EXERCISE TASK: Here are some records. Copy each one exactly.

————

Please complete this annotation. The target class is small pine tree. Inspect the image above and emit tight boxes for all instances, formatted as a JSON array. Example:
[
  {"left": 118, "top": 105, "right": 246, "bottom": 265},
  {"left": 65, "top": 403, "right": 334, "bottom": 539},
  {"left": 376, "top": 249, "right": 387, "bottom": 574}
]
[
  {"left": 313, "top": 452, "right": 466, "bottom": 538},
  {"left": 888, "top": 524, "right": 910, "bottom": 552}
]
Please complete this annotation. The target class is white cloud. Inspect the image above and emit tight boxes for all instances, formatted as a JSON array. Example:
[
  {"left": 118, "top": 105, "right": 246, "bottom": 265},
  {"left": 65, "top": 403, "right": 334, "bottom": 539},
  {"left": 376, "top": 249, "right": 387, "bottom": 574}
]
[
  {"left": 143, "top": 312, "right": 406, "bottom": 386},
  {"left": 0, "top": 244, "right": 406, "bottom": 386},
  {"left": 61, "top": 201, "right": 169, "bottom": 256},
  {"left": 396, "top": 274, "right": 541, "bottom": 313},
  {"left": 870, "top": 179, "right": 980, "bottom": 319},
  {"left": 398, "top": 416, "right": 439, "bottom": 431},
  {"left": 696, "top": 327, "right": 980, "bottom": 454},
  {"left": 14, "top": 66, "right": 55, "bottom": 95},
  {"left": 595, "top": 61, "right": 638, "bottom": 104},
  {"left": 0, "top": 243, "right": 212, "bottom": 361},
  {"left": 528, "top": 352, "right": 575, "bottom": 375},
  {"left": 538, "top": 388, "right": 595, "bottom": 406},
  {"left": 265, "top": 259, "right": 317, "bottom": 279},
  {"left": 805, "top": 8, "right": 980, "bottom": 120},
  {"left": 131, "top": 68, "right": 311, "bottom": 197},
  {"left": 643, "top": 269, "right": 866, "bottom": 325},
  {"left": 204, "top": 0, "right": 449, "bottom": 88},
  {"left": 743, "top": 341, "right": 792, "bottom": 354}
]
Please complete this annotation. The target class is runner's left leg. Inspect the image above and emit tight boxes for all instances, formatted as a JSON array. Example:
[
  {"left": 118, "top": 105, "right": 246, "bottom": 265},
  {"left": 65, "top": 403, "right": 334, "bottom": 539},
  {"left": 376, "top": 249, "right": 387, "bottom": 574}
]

————

FULL SOLUTION:
Please complete this annotation. The target class is small pine tree. Inspect the image above and emit tight boxes for all instances, formatted as a JSON array. Example:
[
  {"left": 118, "top": 105, "right": 246, "bottom": 265},
  {"left": 65, "top": 403, "right": 334, "bottom": 539},
  {"left": 376, "top": 249, "right": 387, "bottom": 574}
]
[
  {"left": 313, "top": 452, "right": 466, "bottom": 538},
  {"left": 888, "top": 524, "right": 910, "bottom": 552}
]
Please complete this annotation. The target class is white cloud. Inspect the image above and emit tight boxes for all instances, formatted as a JSON array. Example:
[
  {"left": 118, "top": 105, "right": 246, "bottom": 265},
  {"left": 65, "top": 403, "right": 334, "bottom": 539},
  {"left": 376, "top": 249, "right": 387, "bottom": 574}
]
[
  {"left": 143, "top": 312, "right": 406, "bottom": 386},
  {"left": 0, "top": 244, "right": 406, "bottom": 386},
  {"left": 61, "top": 201, "right": 169, "bottom": 256},
  {"left": 396, "top": 274, "right": 541, "bottom": 313},
  {"left": 870, "top": 179, "right": 980, "bottom": 319},
  {"left": 398, "top": 416, "right": 439, "bottom": 431},
  {"left": 696, "top": 327, "right": 980, "bottom": 454},
  {"left": 14, "top": 66, "right": 55, "bottom": 95},
  {"left": 595, "top": 61, "right": 638, "bottom": 104},
  {"left": 0, "top": 243, "right": 212, "bottom": 361},
  {"left": 528, "top": 352, "right": 575, "bottom": 375},
  {"left": 538, "top": 388, "right": 595, "bottom": 406},
  {"left": 265, "top": 259, "right": 317, "bottom": 279},
  {"left": 805, "top": 8, "right": 980, "bottom": 120},
  {"left": 131, "top": 68, "right": 311, "bottom": 197},
  {"left": 643, "top": 269, "right": 866, "bottom": 325},
  {"left": 204, "top": 0, "right": 449, "bottom": 88},
  {"left": 743, "top": 341, "right": 792, "bottom": 354}
]
Please complete this annotation. The target class is runner's left leg. Inspect the image above and emit tight boxes for all instances, formatted as a JSON array. Example:
[
  {"left": 118, "top": 105, "right": 246, "bottom": 265},
  {"left": 65, "top": 403, "right": 334, "bottom": 539},
  {"left": 376, "top": 249, "right": 387, "bottom": 574}
]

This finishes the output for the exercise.